Task prompt:
Copy out the whole listing below word for word, keeping every line unchanged and in its original order.

Input for this task:
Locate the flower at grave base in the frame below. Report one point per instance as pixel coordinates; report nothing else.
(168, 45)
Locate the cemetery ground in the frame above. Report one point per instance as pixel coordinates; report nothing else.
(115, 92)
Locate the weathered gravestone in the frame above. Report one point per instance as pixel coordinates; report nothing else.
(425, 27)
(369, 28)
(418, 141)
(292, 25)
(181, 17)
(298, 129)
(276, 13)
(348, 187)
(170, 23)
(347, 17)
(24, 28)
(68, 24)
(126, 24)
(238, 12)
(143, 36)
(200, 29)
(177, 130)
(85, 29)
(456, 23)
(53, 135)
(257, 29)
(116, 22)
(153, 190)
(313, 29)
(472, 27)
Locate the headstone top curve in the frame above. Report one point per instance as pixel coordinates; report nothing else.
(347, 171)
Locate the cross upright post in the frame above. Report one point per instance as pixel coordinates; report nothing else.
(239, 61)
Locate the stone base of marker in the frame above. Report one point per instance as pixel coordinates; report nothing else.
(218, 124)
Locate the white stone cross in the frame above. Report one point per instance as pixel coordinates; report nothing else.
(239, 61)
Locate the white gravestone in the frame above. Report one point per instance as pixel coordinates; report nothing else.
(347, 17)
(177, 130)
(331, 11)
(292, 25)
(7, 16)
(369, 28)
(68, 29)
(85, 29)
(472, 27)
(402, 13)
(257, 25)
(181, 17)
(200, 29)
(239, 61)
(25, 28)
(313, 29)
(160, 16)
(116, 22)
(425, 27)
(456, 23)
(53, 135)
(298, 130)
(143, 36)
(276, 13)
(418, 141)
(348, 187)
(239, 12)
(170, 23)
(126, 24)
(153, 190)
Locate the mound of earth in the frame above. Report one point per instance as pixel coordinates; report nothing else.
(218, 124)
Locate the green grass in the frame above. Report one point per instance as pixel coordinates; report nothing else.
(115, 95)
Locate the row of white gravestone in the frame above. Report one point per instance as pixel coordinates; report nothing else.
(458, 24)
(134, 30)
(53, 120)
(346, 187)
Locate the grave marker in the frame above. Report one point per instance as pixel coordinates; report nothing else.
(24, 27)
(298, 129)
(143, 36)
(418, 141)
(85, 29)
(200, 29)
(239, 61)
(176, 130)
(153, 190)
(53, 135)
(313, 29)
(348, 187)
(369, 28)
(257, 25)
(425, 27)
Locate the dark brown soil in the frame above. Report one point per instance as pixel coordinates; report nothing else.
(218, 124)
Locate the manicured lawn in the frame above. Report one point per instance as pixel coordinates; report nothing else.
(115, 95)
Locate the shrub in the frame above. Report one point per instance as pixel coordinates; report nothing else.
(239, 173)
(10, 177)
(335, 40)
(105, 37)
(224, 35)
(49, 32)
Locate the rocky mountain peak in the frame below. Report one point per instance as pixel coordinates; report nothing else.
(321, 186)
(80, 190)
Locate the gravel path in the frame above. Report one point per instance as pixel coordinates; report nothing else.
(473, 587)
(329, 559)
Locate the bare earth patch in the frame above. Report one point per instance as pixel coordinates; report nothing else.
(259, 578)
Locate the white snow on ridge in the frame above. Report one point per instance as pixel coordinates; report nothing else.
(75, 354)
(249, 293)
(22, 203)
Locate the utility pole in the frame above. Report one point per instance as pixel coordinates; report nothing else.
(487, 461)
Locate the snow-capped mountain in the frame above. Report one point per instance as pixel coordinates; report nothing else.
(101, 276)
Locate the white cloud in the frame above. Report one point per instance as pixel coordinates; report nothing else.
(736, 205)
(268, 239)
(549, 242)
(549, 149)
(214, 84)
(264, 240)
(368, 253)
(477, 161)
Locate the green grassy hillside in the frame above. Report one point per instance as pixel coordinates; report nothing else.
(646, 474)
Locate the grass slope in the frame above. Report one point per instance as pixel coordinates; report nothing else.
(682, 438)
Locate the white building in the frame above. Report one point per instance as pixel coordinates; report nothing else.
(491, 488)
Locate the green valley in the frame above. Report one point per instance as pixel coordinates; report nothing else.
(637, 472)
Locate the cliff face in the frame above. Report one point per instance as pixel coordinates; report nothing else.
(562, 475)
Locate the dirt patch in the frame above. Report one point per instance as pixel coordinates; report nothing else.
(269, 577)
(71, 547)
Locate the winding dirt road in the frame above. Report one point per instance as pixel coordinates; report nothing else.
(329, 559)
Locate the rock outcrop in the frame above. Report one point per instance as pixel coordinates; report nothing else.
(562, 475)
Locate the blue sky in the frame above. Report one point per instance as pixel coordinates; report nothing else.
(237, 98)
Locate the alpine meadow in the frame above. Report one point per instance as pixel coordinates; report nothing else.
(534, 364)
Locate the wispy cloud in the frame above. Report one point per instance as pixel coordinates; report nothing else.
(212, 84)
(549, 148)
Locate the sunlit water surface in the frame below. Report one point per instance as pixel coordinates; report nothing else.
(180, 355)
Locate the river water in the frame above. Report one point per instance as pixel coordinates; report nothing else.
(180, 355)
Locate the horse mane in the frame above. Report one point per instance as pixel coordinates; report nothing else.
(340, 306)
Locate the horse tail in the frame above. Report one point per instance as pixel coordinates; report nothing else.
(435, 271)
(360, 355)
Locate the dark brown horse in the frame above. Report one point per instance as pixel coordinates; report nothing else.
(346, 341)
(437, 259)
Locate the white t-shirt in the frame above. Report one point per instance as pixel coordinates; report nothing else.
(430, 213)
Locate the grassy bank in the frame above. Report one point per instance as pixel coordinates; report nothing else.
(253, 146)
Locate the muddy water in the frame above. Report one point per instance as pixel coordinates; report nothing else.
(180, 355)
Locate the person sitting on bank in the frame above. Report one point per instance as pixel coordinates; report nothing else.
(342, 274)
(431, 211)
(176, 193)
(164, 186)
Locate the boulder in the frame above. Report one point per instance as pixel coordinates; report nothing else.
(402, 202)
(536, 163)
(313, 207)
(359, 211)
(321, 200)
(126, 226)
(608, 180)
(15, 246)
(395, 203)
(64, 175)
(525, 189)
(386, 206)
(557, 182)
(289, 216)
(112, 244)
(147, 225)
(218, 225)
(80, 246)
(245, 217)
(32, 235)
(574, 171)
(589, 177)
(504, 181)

Result:
Locate the flower at grave base in the frame below. Report one point per instance as pixel coordinates; report nothing else.
(168, 45)
Locate the cemetery ground in the frame above. Report one point per instance as pixel coordinates; report nothing else.
(115, 92)
Locate the weathered gravestone in the frame above. Report one point per instance as pixel coordinates; report nothing else.
(425, 27)
(369, 28)
(418, 141)
(292, 25)
(181, 17)
(298, 129)
(276, 13)
(348, 187)
(170, 23)
(347, 17)
(24, 28)
(68, 24)
(126, 24)
(238, 12)
(143, 36)
(200, 29)
(177, 130)
(85, 29)
(456, 23)
(53, 135)
(257, 29)
(116, 22)
(153, 190)
(313, 29)
(472, 27)
Locate the headstone top curve in the frame above. Report one point per instance as pixel coordinates; report nothing else.
(347, 171)
Locate the cross upright post in the frame above. Report one point per instance as pixel coordinates; report nothing else.
(239, 61)
Locate the stone base of marker in the frame above. Report one point per instance as pixel coordinates; report nothing else.
(218, 124)
Locate the white stone cross in the frame above. Report one point per instance as pixel coordinates; report nothing else.
(239, 61)
Locate the white gravestone in the frame above. Report one point per instance as pixel coordinates; report nothing else.
(347, 17)
(177, 130)
(331, 11)
(292, 25)
(7, 16)
(369, 28)
(68, 29)
(85, 29)
(472, 27)
(402, 13)
(257, 25)
(181, 17)
(200, 29)
(239, 61)
(25, 28)
(313, 29)
(160, 16)
(116, 22)
(425, 27)
(456, 23)
(53, 135)
(298, 130)
(143, 36)
(276, 13)
(418, 141)
(348, 187)
(239, 12)
(170, 23)
(126, 24)
(153, 190)
Locate the mound of earth in the frame above. Report one point per instance as pixel coordinates; report nothing else.
(218, 124)
Locate the green grass in the frame above. Report one point per instance as pixel coordinates; report nothing else.
(115, 95)
Locate the row of white gravestone in the frame above. Report one point per instance as pixel coordinates; report nothing else.
(458, 24)
(134, 30)
(53, 120)
(346, 187)
Locate the grave marker in the frame above. Report one point per instance as pixel coordinates; report nothing else.
(24, 27)
(298, 129)
(143, 36)
(418, 141)
(85, 29)
(200, 29)
(239, 61)
(176, 130)
(153, 190)
(53, 135)
(313, 29)
(348, 187)
(369, 28)
(257, 25)
(425, 27)
Locate the dark brown soil in the frame above. Report one point per instance as pixel coordinates; report nothing else.
(218, 124)
Locate the manicured lawn in the frame above. Report one point per instance as pixel coordinates; report nothing else.
(115, 95)
Locate the shrub in the frame above. Report one point per instance as pixel coordinates; report nothing else.
(239, 173)
(10, 177)
(335, 40)
(105, 37)
(224, 35)
(49, 32)
Locate the rocky mountain peak in the frame below. Report one point per instance as pixel coordinates; report nothing else.
(321, 186)
(80, 190)
Locate the gravel path in the frame above. Report one point per instance as pixel coordinates; report nothing else.
(473, 587)
(329, 559)
Locate the bare earth patch in the frame above. Report one point per instance as pixel coordinates; report nothing else.
(259, 578)
Locate the white snow on ridge in the frame above. Report one point per instance as pixel coordinates; report nothing else.
(75, 354)
(249, 293)
(22, 203)
Locate the utility pole in the frame above. Report one point per instance as pixel coordinates; report nothing else.
(487, 461)
Locate the snow-capped mountain in the frame above. Report one point per instance as pixel coordinates; report nothing else.
(101, 276)
Locate the white cloud in the frame above. Report one point per instance as pixel coordinates; report nothing else.
(736, 205)
(268, 239)
(549, 242)
(549, 149)
(214, 84)
(264, 240)
(368, 253)
(477, 161)
Locate the green grassy hillside in the frame above. Report one point per instance as pixel coordinates; report nothing else.
(646, 474)
Locate the grass slope in the frame above. Report one point per instance as pixel coordinates; report nothing else.
(682, 438)
Locate the white building in the frame above. Report one point per instance as pixel coordinates; report nothing else.
(491, 488)
Locate the green valley in the frame above. Report one point per instance as pixel coordinates; report nothing else.
(637, 472)
Locate the cliff face in the frame above. Report one point per instance as pixel coordinates; report nothing else.
(562, 475)
Locate the dirt patch in the frame above. Report one point per instance as pixel coordinates; report nothing else.
(269, 577)
(71, 547)
Locate the winding dirt road in the frame above. Report one point per instance as pixel coordinates; report nothing else.
(329, 559)
Locate the rock outcrop in the frame above. Report one point per instance as pixel coordinates; report nothing else.
(562, 475)
Locate the blue sky in the frame above. Report one point per instance as pixel coordinates; report nothing else.
(237, 98)
Locate the alpine meadow in the frame above. Report one point per instance as pixel coordinates; report nothing else.
(534, 364)
Locate the wispy cloud in the frame above. Report one point per instance as pixel coordinates; report nothing else.
(212, 84)
(549, 148)
Locate the sunlit water surface in the frame below. Report one point per instance as pixel coordinates; report nothing else.
(180, 355)
Locate the river water in the frame above. Report one point per instance as pixel coordinates; report nothing else.
(180, 355)
Locate the horse mane in the frame above. Report one point per instance as pixel coordinates; report nothing else.
(340, 306)
Locate the horse tail in the frame above. Report one point per instance as pixel coordinates; report nothing else.
(435, 271)
(360, 355)
Locate the dark brown horse in the frame above. Report one point per instance as pixel coordinates; report nothing else.
(346, 341)
(437, 259)
Locate the white t-shirt in the frame above. Report one point per instance as pixel coordinates; report nothing else.
(430, 213)
Locate the grassy bank in the frame above. Report one point per instance as pixel coordinates; report nothing else.
(253, 146)
Locate the muddy water in the frame above. Report one point per instance as pixel coordinates; report nothing else.
(180, 355)
Locate the person sitting on bank in the frame above. Report one point per instance as pixel coordinates; report nothing else.
(342, 274)
(431, 211)
(176, 193)
(164, 186)
Locate the boulder in the frame above. Report one point per instance as pixel coordinates; report nothing else.
(402, 202)
(536, 163)
(313, 207)
(359, 211)
(321, 200)
(126, 226)
(608, 180)
(15, 246)
(395, 203)
(64, 175)
(525, 189)
(386, 206)
(557, 182)
(289, 216)
(112, 244)
(147, 225)
(218, 225)
(80, 246)
(245, 217)
(32, 235)
(574, 171)
(589, 177)
(504, 181)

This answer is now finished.